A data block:
○ ○ ○

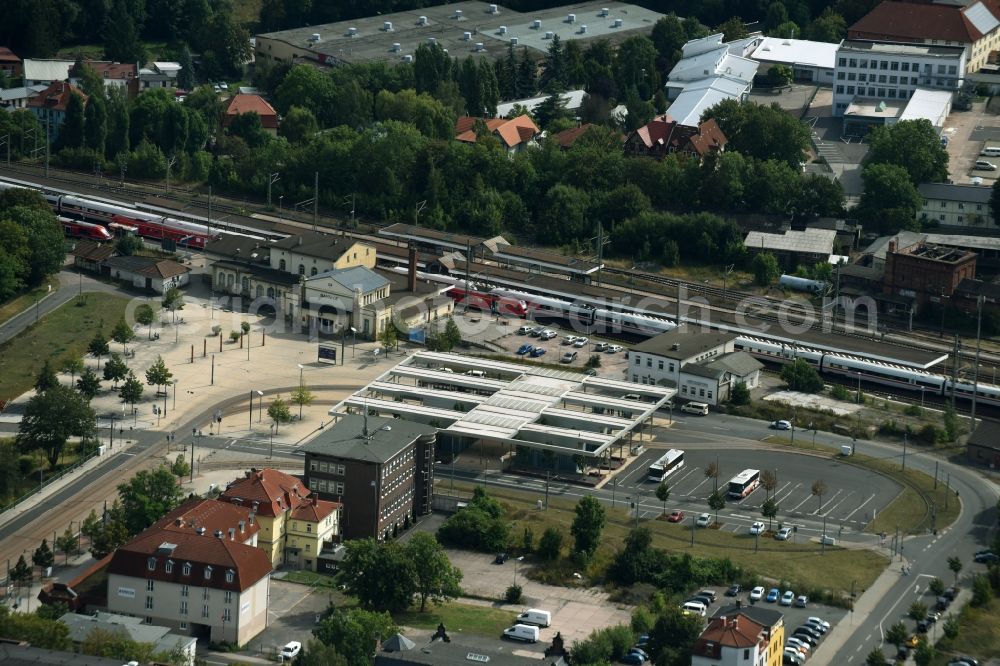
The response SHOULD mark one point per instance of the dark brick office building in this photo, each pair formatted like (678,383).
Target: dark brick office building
(381,469)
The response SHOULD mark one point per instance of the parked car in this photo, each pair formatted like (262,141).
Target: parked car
(291,650)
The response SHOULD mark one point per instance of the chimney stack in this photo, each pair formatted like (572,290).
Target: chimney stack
(411,275)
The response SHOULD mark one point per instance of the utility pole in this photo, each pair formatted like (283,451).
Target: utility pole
(315,199)
(975,366)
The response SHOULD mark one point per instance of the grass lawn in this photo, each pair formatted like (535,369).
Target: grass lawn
(21,303)
(978,634)
(459,618)
(799,564)
(57,336)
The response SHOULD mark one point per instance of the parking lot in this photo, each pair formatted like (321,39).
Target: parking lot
(853,495)
(612,363)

○ ○ ○

_THE PROBLEM_
Copy out the lines of the listing word for word, starting at the line containing "The response SHOULD mark one point per instance of the parking" and continuing through the last line of the listing.

_ANSWER FOR THIS EXERCISE_
The response SHOULD mark one point per instance of the parking lot in this photo, each pair formatted like (321,39).
Target: parking lot
(853,495)
(612,363)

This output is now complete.